*** Opening Material shown ***

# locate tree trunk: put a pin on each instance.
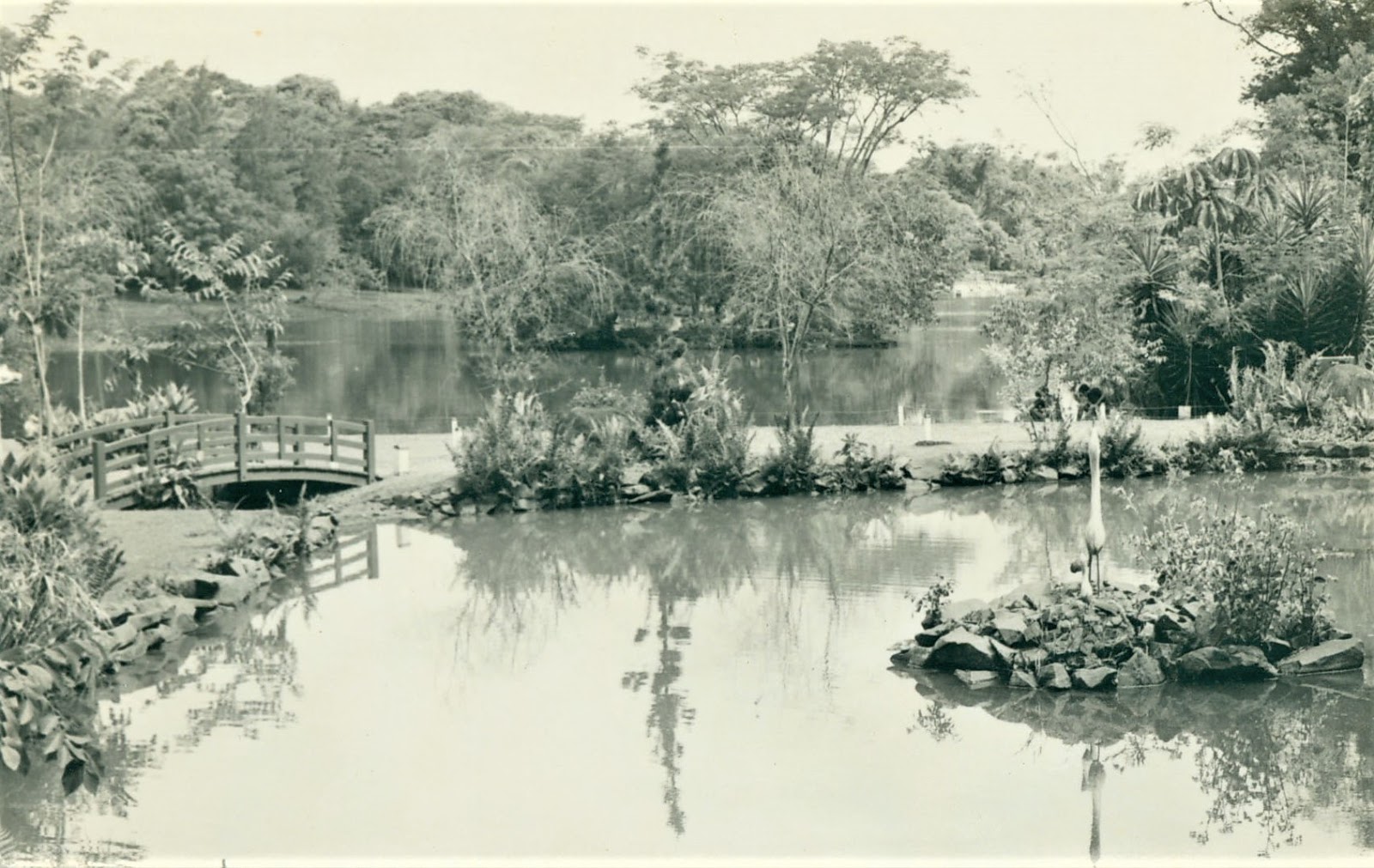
(40, 364)
(82, 361)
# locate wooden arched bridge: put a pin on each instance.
(123, 458)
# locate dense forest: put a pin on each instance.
(749, 212)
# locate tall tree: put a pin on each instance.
(849, 99)
(821, 254)
(1298, 39)
(68, 201)
(237, 337)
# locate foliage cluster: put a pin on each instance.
(1259, 574)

*** Closing Material shown ***

Leave the pictures out and output all of the data verbatim.

Answer section:
# locate tree trunk: put a pin on each instance.
(40, 364)
(82, 361)
# locate wooden arched bridge: put a pin on each instance.
(123, 458)
# locate dense forest: put a pin on each instance.
(749, 212)
# locate tall tree: put a pin on each instance.
(849, 99)
(821, 254)
(1298, 39)
(68, 201)
(237, 337)
# locate foliage cluster: put a pin on each instance.
(1259, 574)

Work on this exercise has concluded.